* [What to do] Please carry on the article about Image Creator in the Windows Photos app, starting after its last sentence.

* [Document section]
-- Opening Marker --

For IT administrators and power users: The feature raises management questions. Because it requires a Microsoft account and internet access, organizations using local accounts or restricting cloud services may need to block it. Group Policy and MDM settings can disable the Photos app entirely or prevent sign-in, but there is no dedicated policy toggle for Image Creator yet. Admins should also note that generated images are transmitted to Microsoft’s servers, which may have implications for data classification and compliance.

For developers: Image Creator demonstrates how Microsoft is building an ecosystem of AI APIs that any inbox app can consume. Developers interested in similar integrations should look at the Azure OpenAI Service and the Windows Copilot Runtime, which are gradually being exposed to third-party applications.

How we got here: a timeline of Photos app evolution

Microsoft’s recent transformation of the Photos app didn’t happen overnight. A quick history:

  • Windows 10 era (2015–2021): Photos was a basic viewer with light editing—crop, rotate, filters—and a somewhat neglected video editor.
  • Windows 11 launch (2021): The app received a visual overhaul with rounded corners and a new filmstrip layout. AI-powered Remix effect and basic auto-enhance were introduced.
  • 2023: Microsoft added background blur, spot fix, and auto-generated albums using on-device machine learning. These ran on the CPU or GPU and didn’t require an NPU.
  • Copilot+ PC announcement (May 2024): Microsoft introduced a new class of Windows PCs with NPUs capable of 40+ TOPS. The Photos app was demoed with Restyle Image, an AI feature that applies artistic styles using a combination of local processing and cloud models.
  • 2025–2026: Microsoft steadily expanded Restyle Image and added Image Creator to Paint. The company also rebranded several AI features under the “Copilot” umbrella, emphasizing natural language interaction.

The Photos Image Creator is the latest step, bringing generative AI that was already in Paint and Bing into the photos management workflow. It reflects Microsoft’s bet that users will increasingly expect AI-powered creation tools wherever they handle images.

What to do now: accessing and using Image Creator

If you have a Copilot+ PC—any laptop or desktop with a Snapdragon X Elite, Intel Core Ultra (200 series), or AMD Ryzen AI 300 series processor—you can try Image Creator today. Follow these steps:

  1. Check Windows version: Go to Settings > System > About and confirm you’re running Windows 11 build 22635 or higher. If not, install the latest updates.

-- Closing Marker --

* [Data segment]

-- Opening Marker --

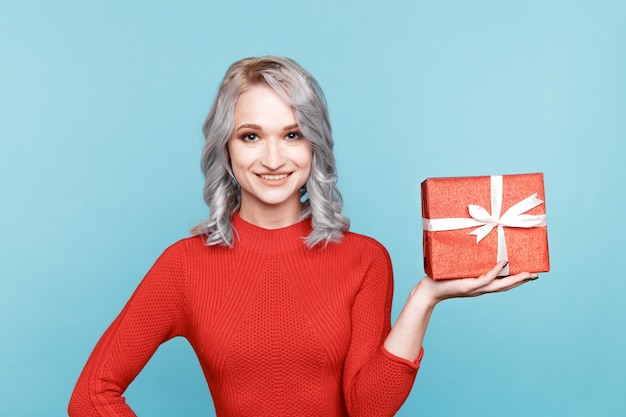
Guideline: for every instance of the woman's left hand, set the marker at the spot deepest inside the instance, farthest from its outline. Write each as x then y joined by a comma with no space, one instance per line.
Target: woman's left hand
439,290
406,336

-- Closing Marker --

* [Solved exercise]
  2. Update the Photos app: Open the Microsoft Store, go to Library, and click “Get updates.” The Photos app should update to version 2026.11090.xxxx or newer.
  3. Sign in: Launch Photos and sign in with your Microsoft account when prompted. Image Creator won’t appear without a signed-in account.
  4. Locate the tool: Open any image or simply go to the app’s home screen. Click the “Image Creator” button in the toolbar (it looks like a magic wand). If it’s not visible, click the “+” icon in the editing pane.
  5. Generate images: Type a description, select a style, and click “Generate.” The tool will create three variants. Click one to insert it, or regenerate for different results.

Keep in mind that usage may be throttled: Microsoft usually gives users a certain number of free “boosts” per month for fast generation, after which generation speeds may slow down. The exact limits for Photos haven’t been published yet.

Outlook: more AI, more Copilot+ exclusivity

Image Creator in Photos is unlikely to remain the last AI addition to Windows’ inbox apps. Microsoft has been vocal about making Copilot+ PCs the centerpiece of AI computing, and features exclusive to that hardware help justify the premium pricing. Expect to see similar generative AI arrive in File Explorer (for smart file organization), Mail & Calendar (for auto-replies), and even the Snipping Tool (for OCR and content generation).

The bigger question is whether Microsoft will eventually enable offline generation using the NPU. Snapdragon X Elite and Intel’s Lunar Lake chips are theoretically capable of running small diffusion models locally. If Microsoft can optimize such models for the Photos app, users might get faster, private, and no-boost-needed generation. For now, though, the cloud is the engine, and your internet connection is the tether.